* Text segment *
= World Brewers Cup =

Competition of manual coffee brewing

The World Brewers Cup (WBC or WBrC) is an annual international coffee brewing competition organized by World Coffee Events, an organization founded by the Specialty Coffee Association. The stated goal of the competition is to showcase the craft and skill of filter coffee brewing by hand, promoting manual coffee brewing and quality of service. Contestants qualify for the international competition by winning their respective national championships. As of 2019, there were approximately 40 participating national organizations. The annual location of the event is determined by the World Coffee Events organizing committee, and is typically held in conjunction with the World Barista Championship, the World Coffee Roasting Championship, and the World Latte Art Championship. The first World Brewers Cup was held in 2011 in Maastricht, Netherlands. The 2022 WBrC was held in Melbourne, VIC, Australia.

== Format and rules ==
To qualify for the World Brewers Cup, contestants must win their respective national championship organized by affiliated national organizations. The national champion may be substituted by the national organization if they are unable to attend.

The WBrC consists of two rounds: a first round and a finalist round. In the first round, every competitor is required to complete two coffee services: a compulsory service and an open service.

For the compulsory service, competitors prepare three coffee beverages utilizing the same whole bean coffee provided to them by the competition organizers. In the compulsory service, competitors' coffees are evaluated on a standardized numerical scale based on several sensory criteria including aroma, flavor, aftertaste, acidity, body, balance, and overall perception.

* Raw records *
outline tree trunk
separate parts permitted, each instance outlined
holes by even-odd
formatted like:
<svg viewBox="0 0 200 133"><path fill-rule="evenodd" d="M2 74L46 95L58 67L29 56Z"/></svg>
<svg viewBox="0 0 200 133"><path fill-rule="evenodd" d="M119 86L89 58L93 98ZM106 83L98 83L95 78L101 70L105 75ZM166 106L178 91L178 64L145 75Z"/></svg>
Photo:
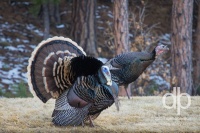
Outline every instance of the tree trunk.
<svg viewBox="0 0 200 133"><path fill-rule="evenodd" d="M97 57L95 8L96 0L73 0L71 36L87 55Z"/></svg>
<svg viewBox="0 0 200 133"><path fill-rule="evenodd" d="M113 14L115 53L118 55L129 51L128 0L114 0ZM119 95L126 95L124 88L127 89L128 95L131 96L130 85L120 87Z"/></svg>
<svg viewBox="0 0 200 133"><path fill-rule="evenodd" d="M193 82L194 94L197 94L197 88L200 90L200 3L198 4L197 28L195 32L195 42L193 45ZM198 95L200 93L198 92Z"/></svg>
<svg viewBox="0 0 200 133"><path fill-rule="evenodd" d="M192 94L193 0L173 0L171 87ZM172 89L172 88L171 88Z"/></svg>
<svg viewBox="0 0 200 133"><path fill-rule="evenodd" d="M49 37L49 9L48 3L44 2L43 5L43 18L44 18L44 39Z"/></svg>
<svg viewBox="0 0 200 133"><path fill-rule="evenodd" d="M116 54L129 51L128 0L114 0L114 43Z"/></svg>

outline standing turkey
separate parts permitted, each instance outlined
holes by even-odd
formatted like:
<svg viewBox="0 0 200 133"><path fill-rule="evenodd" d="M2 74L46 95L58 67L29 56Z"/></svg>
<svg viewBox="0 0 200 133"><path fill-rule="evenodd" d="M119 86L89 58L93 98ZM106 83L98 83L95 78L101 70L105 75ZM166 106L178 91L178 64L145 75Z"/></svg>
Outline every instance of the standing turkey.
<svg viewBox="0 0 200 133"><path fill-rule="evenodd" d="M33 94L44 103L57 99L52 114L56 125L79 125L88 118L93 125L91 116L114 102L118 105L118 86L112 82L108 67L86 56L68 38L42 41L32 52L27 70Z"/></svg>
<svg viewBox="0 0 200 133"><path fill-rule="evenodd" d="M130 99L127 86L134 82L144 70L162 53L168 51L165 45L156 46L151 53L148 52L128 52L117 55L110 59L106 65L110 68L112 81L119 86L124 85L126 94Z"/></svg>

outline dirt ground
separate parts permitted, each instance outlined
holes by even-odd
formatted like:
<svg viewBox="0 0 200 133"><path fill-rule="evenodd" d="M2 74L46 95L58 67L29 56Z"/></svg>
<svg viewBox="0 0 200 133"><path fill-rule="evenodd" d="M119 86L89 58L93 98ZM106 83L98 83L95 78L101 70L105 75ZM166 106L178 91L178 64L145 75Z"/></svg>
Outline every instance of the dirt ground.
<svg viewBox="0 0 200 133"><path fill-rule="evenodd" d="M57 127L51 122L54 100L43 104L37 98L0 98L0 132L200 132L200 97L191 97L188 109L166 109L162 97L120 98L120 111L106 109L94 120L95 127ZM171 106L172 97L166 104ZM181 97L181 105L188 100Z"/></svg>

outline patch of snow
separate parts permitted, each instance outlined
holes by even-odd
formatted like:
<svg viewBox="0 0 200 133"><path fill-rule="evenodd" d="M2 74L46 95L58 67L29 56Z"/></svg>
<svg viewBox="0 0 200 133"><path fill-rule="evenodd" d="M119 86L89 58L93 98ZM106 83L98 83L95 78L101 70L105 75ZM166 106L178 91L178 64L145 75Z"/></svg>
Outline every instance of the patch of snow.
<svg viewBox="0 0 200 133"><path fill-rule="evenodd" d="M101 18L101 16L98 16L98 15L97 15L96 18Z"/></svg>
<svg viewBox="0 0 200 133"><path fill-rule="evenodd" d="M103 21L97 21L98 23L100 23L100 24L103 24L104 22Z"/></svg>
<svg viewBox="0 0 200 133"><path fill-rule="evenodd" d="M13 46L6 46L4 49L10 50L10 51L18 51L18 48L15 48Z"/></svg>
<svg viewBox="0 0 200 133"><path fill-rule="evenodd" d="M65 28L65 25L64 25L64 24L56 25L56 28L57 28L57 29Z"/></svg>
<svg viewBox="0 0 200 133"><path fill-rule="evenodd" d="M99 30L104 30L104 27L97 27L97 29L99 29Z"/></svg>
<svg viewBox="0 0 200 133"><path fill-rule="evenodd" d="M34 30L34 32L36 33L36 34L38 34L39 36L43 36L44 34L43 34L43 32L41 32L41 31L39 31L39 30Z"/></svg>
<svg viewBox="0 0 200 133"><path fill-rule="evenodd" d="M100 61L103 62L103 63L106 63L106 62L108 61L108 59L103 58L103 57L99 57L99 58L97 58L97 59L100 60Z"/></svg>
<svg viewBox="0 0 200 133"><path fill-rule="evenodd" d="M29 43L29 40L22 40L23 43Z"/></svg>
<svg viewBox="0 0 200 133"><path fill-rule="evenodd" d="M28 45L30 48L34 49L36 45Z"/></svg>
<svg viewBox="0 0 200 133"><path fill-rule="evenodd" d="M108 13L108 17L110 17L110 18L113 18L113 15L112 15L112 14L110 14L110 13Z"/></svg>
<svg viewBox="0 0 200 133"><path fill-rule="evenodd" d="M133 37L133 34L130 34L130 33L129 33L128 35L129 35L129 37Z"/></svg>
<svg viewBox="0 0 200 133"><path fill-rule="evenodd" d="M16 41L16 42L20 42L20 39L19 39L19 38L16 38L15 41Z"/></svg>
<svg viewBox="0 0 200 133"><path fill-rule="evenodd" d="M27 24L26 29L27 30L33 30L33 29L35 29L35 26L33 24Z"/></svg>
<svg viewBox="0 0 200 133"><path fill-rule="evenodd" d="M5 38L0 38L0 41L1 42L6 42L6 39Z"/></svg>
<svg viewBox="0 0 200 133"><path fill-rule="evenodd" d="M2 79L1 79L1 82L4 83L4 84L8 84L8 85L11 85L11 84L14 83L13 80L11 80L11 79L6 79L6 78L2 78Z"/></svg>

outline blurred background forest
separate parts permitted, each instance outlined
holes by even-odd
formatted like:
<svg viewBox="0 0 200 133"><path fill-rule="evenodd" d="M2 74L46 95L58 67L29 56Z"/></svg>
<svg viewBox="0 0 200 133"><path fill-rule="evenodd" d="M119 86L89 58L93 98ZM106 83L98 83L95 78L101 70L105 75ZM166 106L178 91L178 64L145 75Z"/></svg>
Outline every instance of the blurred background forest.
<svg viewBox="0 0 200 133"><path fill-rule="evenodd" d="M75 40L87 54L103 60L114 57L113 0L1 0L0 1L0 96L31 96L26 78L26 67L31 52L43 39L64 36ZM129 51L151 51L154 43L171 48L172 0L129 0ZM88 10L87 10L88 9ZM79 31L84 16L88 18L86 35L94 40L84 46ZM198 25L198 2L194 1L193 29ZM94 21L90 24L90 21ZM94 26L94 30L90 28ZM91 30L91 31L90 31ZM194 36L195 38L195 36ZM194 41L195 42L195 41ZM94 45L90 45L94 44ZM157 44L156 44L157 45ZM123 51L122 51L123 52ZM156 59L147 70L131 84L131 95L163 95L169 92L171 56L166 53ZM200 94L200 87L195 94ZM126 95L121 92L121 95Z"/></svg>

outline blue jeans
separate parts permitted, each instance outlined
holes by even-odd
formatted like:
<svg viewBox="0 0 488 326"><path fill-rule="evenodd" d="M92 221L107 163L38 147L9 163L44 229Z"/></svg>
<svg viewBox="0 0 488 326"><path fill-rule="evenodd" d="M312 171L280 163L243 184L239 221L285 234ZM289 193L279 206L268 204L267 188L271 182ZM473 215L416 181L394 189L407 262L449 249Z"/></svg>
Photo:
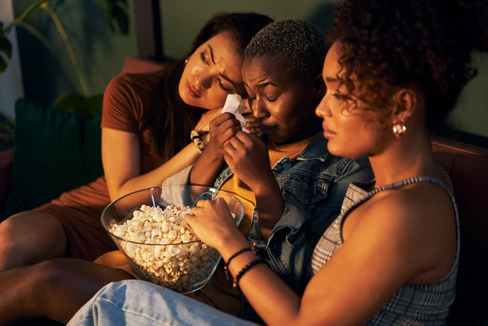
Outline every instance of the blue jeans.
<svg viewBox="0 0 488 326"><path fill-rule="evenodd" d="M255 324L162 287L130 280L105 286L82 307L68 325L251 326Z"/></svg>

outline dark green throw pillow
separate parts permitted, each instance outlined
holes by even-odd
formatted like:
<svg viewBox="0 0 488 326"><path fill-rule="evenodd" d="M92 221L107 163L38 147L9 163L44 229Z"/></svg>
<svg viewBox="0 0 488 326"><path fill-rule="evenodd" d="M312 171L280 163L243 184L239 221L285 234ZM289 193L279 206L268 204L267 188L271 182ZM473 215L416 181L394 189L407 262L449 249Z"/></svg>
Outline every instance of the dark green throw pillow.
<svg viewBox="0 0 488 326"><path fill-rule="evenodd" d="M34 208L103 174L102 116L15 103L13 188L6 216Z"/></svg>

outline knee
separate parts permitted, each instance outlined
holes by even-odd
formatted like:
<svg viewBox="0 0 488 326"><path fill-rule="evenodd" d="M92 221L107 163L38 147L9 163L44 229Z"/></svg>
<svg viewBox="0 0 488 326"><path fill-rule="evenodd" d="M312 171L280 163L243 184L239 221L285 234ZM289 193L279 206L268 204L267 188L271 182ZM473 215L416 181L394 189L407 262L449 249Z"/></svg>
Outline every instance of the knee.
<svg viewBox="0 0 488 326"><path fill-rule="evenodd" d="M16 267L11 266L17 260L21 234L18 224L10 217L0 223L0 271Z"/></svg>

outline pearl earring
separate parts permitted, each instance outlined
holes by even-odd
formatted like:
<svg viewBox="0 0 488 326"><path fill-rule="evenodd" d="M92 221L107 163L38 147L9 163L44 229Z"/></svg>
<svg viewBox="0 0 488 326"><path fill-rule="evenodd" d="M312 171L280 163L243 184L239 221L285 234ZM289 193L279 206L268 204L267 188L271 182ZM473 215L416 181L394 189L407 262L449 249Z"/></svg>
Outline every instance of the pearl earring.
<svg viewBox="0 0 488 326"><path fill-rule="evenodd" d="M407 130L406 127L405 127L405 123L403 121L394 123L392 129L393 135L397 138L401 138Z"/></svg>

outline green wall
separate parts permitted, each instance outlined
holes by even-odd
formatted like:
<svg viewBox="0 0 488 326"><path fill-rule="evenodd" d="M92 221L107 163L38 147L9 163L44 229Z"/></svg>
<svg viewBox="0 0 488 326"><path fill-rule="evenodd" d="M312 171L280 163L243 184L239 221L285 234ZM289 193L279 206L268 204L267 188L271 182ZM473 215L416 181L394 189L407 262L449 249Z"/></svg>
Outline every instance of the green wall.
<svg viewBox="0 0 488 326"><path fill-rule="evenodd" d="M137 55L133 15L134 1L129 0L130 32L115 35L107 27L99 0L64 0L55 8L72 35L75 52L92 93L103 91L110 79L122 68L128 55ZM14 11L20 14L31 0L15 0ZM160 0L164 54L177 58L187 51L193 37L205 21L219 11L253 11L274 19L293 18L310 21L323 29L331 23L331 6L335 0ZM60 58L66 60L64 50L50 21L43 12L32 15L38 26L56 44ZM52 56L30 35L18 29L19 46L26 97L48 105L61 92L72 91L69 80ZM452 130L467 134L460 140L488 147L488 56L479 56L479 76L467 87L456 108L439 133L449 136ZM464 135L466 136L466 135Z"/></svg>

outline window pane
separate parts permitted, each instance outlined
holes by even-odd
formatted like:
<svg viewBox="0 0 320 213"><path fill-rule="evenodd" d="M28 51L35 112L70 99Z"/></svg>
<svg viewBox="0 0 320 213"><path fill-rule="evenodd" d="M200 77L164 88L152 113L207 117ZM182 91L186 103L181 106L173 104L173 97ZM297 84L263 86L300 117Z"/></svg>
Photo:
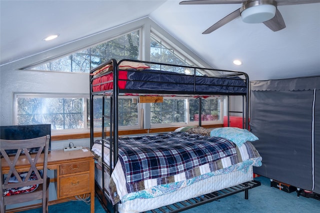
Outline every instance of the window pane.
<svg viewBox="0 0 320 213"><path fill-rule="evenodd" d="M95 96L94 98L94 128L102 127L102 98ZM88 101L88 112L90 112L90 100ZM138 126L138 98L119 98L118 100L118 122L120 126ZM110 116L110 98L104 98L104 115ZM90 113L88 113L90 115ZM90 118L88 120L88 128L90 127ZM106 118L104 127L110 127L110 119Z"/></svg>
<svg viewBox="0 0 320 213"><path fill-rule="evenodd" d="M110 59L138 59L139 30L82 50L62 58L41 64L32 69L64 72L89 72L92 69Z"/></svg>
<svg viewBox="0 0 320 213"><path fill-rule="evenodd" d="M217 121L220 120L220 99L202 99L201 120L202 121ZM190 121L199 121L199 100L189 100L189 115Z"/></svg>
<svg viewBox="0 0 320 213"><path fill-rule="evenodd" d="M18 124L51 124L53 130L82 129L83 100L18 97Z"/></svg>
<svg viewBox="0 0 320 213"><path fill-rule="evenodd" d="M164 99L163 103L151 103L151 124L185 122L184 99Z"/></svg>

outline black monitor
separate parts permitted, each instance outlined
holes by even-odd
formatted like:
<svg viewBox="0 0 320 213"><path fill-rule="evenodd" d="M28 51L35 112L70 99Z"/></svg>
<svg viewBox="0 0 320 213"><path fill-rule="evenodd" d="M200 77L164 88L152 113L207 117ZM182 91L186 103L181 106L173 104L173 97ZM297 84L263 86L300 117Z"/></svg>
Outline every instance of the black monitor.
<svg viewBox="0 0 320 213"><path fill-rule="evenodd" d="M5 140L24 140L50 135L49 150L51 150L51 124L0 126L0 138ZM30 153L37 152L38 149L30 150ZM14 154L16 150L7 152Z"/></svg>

* Written exercise 1 *
Using the passage on the World Brewers Cup, answer the following:
(a) In what year and city was the first World Brewers Cup held?
(b) What are the two rounds of the competition?
(c) How many coffee beverages does each competitor prepare in the compulsory service?
* Written exercise 2 *
Continue the passage on the World Brewers Cup from its final sentence.

* Written response 1 *
(a) 2011, in Maastricht, Netherlands.
(b) A first round and a finalist round.
(c) Three.

* Written response 2 *
For the open service, competitors may utilize any whole bean coffee of their choosing and must also accompany their beverage preparation with a 10-minute presentation. During the open service, the competitor typically explains the origin of the coffee, the brewing method, and tasting notes while brewing at least three beverages, one for each of the three sensory judges. In the open service, both the taste and presentation are scored by the judges. A total dissolved solids (TDS) measurement is also taken for each beverage for reference purposes and to ensure a maximum TDS of less than or equal to 2% (20,000 ppm).

The six competitors with the highest combined score from the first round will go on to compete in the final round consisting exclusively of an open service.

One competitor from the final round with the highest score is named the World Brewers Cup Champion.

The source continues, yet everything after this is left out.